Problem to solve: Can you arrange the lines of the entries as a numbered list, from the first line through the line containing "[0,4,700,466]", inclusive, leaving out any blank lines?

──────

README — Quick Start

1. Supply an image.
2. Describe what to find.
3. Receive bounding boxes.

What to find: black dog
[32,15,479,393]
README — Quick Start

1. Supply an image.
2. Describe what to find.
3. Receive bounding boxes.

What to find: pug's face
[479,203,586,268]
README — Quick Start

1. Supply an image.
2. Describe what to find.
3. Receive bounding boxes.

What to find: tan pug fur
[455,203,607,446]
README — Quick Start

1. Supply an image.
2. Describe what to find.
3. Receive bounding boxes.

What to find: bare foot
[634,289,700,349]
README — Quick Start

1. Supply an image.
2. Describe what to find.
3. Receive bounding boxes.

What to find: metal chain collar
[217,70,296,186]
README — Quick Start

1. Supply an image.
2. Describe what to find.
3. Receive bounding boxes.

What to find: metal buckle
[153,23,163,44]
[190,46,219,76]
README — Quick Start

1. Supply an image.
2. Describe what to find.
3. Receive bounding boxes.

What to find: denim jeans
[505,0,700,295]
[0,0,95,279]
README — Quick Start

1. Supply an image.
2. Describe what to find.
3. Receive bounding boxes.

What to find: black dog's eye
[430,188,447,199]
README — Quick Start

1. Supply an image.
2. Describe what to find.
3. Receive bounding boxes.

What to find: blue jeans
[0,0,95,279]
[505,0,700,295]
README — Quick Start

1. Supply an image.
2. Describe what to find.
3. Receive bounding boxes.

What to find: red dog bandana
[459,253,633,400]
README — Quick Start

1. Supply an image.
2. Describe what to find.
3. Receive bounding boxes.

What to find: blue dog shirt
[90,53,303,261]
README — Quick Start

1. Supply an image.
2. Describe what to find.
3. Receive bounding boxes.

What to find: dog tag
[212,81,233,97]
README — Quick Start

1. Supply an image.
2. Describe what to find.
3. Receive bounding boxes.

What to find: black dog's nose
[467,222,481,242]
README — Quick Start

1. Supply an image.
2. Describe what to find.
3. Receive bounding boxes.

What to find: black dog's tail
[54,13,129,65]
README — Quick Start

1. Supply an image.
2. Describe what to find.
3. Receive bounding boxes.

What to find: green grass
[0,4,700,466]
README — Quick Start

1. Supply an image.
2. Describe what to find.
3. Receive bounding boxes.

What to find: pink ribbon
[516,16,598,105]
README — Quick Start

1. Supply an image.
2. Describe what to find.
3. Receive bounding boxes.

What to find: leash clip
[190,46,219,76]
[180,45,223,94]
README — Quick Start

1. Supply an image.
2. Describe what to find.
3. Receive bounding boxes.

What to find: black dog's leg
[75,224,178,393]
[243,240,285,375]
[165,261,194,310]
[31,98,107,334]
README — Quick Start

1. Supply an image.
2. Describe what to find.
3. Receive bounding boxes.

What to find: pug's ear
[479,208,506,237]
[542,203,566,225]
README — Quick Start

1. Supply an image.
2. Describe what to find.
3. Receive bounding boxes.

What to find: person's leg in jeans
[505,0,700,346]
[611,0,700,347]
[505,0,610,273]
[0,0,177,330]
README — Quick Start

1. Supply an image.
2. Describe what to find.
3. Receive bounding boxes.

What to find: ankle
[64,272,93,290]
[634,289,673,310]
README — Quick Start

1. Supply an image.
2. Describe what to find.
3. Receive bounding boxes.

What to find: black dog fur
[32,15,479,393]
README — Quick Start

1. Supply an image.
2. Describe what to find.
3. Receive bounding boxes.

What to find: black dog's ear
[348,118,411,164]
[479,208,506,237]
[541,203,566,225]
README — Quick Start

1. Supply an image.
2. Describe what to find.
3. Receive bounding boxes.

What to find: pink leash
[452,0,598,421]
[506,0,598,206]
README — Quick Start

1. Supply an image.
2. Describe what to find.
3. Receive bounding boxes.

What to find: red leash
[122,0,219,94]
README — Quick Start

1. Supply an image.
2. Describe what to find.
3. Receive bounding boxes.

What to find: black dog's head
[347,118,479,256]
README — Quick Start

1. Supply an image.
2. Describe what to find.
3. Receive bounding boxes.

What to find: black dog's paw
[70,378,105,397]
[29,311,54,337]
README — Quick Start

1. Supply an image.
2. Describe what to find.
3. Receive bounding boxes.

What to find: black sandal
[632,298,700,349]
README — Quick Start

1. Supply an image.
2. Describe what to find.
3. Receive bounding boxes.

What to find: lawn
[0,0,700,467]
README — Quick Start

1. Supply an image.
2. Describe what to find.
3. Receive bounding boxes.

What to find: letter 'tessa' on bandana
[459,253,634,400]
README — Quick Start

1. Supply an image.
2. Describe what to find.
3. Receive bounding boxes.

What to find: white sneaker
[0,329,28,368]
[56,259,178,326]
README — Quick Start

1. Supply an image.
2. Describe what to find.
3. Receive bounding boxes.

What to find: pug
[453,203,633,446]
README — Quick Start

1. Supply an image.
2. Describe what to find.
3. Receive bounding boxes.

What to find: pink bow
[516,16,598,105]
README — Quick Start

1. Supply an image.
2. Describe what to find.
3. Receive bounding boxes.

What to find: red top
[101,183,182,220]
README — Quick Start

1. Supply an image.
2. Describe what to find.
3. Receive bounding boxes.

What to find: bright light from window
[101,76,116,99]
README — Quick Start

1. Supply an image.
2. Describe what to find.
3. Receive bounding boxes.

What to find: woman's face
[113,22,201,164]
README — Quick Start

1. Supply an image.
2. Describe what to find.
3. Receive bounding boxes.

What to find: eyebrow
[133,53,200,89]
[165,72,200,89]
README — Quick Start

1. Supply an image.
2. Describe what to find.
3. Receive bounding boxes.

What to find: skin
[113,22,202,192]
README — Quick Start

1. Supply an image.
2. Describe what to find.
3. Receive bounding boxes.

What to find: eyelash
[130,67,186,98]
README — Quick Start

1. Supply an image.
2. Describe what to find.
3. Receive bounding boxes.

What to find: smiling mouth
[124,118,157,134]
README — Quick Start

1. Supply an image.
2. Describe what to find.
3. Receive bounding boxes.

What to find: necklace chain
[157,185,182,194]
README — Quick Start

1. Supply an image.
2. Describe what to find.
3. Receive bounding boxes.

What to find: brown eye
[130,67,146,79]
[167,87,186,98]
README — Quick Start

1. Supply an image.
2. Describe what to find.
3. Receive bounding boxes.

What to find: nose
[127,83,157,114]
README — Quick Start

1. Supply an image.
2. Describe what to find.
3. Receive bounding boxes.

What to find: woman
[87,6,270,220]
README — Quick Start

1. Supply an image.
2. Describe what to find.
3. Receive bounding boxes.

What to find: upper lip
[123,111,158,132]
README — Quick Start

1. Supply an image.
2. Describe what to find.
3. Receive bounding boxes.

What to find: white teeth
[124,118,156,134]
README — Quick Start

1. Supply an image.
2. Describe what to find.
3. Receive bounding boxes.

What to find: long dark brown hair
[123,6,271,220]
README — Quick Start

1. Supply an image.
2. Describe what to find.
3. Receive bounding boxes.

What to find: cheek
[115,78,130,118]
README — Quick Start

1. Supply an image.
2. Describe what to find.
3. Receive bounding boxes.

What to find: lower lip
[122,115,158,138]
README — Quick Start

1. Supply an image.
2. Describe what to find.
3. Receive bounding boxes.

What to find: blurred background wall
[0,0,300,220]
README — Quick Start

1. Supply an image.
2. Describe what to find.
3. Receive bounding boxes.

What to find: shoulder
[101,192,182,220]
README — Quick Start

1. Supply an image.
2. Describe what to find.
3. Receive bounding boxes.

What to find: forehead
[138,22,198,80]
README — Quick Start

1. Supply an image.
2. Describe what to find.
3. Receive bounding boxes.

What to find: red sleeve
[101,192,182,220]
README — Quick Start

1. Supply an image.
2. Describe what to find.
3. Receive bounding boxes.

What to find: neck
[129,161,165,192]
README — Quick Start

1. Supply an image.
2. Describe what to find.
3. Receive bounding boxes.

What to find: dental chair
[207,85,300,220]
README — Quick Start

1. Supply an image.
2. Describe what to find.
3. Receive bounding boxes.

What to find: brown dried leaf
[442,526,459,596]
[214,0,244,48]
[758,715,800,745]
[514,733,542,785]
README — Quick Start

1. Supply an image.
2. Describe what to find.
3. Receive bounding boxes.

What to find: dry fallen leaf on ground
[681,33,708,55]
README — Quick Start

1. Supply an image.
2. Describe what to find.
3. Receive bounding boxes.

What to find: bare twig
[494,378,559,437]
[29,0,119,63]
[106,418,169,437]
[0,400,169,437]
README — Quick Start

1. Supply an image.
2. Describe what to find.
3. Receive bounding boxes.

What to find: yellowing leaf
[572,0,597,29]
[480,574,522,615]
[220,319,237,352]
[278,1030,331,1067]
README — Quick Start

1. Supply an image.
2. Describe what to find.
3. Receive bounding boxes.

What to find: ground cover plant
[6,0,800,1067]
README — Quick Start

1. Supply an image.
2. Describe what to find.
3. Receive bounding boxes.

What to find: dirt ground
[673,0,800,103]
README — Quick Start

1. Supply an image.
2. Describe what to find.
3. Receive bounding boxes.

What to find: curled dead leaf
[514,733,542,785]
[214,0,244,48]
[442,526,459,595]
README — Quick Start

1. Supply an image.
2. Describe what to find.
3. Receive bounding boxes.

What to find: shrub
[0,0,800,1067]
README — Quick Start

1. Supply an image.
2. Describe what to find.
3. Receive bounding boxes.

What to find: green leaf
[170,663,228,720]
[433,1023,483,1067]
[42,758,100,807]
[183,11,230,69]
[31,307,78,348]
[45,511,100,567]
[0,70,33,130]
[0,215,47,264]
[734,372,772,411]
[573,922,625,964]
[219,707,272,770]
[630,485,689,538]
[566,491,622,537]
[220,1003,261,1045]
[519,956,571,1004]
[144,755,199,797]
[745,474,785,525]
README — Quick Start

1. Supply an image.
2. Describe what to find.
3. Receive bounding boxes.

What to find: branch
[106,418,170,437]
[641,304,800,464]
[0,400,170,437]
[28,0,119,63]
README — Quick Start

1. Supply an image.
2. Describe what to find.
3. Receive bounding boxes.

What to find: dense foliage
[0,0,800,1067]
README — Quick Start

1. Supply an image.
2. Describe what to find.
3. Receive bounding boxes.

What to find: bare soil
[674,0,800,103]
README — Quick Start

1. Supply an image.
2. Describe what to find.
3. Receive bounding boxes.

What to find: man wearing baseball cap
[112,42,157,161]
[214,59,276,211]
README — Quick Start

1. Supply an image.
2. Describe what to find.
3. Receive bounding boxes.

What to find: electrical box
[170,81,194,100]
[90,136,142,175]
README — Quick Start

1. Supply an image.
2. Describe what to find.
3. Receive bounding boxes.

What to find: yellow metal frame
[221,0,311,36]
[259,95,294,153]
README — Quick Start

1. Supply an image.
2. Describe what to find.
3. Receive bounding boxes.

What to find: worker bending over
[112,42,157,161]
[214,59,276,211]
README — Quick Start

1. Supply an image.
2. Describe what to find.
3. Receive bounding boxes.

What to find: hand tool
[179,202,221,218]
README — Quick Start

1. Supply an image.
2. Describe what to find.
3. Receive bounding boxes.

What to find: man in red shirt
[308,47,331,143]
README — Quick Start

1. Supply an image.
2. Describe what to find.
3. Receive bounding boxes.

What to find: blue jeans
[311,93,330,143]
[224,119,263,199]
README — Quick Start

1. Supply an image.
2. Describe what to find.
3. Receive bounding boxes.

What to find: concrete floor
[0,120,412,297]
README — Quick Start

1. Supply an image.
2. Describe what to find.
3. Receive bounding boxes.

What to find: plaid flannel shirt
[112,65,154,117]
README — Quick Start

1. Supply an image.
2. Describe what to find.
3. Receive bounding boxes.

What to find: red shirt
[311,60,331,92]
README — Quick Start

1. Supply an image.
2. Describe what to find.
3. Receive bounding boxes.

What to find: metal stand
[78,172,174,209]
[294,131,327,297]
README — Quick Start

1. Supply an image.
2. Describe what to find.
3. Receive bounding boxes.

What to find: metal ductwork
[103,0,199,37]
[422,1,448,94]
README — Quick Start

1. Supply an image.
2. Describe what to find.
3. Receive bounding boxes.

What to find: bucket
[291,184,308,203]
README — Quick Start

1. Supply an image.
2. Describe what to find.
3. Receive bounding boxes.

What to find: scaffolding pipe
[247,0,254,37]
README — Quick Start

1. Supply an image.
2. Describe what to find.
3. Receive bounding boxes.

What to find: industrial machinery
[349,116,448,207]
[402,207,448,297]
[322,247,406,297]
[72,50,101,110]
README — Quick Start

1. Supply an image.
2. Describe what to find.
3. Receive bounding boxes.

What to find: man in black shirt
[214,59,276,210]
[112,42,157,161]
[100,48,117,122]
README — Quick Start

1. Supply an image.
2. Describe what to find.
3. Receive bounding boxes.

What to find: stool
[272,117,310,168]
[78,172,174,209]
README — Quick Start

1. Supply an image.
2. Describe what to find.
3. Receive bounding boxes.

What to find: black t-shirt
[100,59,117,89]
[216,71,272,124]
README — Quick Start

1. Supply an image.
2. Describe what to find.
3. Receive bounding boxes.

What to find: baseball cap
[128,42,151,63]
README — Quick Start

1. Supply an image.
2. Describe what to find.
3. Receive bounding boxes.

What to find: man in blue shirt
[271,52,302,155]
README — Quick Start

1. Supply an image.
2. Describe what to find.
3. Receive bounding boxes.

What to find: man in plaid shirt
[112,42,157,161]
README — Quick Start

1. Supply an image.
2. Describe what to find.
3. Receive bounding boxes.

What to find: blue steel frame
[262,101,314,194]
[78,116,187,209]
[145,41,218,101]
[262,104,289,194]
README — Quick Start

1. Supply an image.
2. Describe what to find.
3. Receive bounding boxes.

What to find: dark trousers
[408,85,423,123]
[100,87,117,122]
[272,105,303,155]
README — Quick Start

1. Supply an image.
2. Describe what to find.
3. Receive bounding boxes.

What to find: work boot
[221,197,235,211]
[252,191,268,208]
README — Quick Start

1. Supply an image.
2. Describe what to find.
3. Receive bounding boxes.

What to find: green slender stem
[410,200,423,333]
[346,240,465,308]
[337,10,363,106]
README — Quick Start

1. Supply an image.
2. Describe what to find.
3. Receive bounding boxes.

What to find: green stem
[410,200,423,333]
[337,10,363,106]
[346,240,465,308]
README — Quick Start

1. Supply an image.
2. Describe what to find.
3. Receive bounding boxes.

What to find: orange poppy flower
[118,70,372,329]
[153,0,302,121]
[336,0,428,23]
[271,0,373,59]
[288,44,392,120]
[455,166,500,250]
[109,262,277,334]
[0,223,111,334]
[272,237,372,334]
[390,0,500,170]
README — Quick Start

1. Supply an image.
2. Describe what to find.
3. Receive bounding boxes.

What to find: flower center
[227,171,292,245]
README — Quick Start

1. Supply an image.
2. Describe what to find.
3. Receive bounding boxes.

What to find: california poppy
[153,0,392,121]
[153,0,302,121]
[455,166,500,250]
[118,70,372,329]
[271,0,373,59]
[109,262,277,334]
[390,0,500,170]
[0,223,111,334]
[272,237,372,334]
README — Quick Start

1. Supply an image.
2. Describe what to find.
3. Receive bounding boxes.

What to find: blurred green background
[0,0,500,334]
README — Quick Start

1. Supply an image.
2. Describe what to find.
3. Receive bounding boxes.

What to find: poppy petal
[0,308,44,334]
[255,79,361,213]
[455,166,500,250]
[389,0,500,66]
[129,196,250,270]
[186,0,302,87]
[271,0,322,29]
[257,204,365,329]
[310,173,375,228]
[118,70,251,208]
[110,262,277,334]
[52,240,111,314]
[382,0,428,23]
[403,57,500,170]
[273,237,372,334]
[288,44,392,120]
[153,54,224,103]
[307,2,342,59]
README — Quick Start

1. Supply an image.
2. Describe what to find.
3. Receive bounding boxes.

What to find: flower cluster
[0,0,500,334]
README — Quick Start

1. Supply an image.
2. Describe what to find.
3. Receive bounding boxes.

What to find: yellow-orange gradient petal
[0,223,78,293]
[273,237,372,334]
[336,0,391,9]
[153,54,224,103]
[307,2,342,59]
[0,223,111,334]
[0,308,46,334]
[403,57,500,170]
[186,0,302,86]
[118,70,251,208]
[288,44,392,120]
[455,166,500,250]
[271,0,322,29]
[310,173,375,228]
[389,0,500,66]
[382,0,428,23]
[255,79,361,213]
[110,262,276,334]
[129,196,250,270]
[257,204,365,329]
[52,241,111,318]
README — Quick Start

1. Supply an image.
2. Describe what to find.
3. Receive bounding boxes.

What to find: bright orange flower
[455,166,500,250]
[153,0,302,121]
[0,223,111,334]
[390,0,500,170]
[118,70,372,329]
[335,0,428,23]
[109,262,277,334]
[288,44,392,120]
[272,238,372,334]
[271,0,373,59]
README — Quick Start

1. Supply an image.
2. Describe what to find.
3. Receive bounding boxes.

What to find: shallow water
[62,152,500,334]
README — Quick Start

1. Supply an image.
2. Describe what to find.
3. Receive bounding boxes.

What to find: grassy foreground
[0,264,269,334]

──────

Result of this task:
1. README — Quick Start
2. 1. Supply an image.
3. 2. Describe what to find.
4. 3. Receive bounding boxes.
5. What to find: black dog
6. [32,15,479,393]
7. README — Quick Start
8. 1. Supply an image.
9. 2. Describe what to find.
10. 3. Receive bounding boxes.
11. What to find: pug's face
12. [479,203,586,268]
13. README — Quick Start
14. 1. Supply an image.
15. 2. Describe what to find.
16. 3. Receive bounding boxes.
17. What to find: tan pug fur
18. [455,203,607,446]
19. README — Quick Start
20. 1. Supply an image.
21. 2. Describe what to find.
22. 3. Receive bounding boxes.
23. What to find: bare foot
24. [634,289,700,349]
25. README — Quick Start
26. 1. Supply an image.
27. 2. Describe what to find.
28. 3. Receive bounding boxes.
29. What to find: metal chain collar
30. [217,70,296,186]
31. README — Quick Start
32. 1. Supply an image.
33. 2. Describe what to find.
34. 3. Receive bounding boxes.
35. What to find: metal buckle
36. [153,23,163,44]
37. [190,46,219,76]
38. README — Quick Start
39. 1. Supply an image.
40. 2. Describe what to find.
41. 3. Receive bounding boxes.
42. What to find: denim jeans
43. [505,0,700,295]
44. [0,0,95,279]
45. README — Quick Start
46. 1. Supply an image.
47. 2. Describe what to find.
48. 3. Receive bounding boxes.
49. What to find: black dog's eye
50. [430,188,447,199]
51. README — Quick Start
52. 1. Supply an image.
53. 2. Describe what to find.
54. 3. Receive bounding boxes.
55. What to find: blue jeans
56. [0,0,95,279]
57. [505,0,700,295]
58. README — Quick Start
59. 1. Supply an image.
60. 2. Describe what to find.
61. 3. Receive bounding boxes.
62. What to find: red dog bandana
63. [459,253,633,400]
64. README — Quick Start
65. 1. Supply an image.
66. 2. Describe what to find.
67. 3. Receive bounding boxes.
68. What to find: blue dog shirt
69. [90,53,303,261]
70. README — Quick Start
71. 1. Supply an image.
72. 2. Describe what to find.
73. 3. Receive bounding boxes.
74. What to find: dog tag
75. [212,81,233,97]
76. README — Quick Start
77. 1. Supply an image.
78. 2. Describe what to find.
79. 3. Receive bounding boxes.
80. What to find: black dog's nose
81. [467,222,481,242]
82. README — Quick Start
83. 1. Supply an image.
84. 2. Describe what to find.
85. 3. Receive bounding boxes.
86. What to find: black dog's tail
87. [54,13,129,65]
88. README — Quick Start
89. 1. Supply an image.
90. 2. Describe what to find.
91. 3. Receive bounding boxes.
92. What to find: green grass
93. [0,4,700,466]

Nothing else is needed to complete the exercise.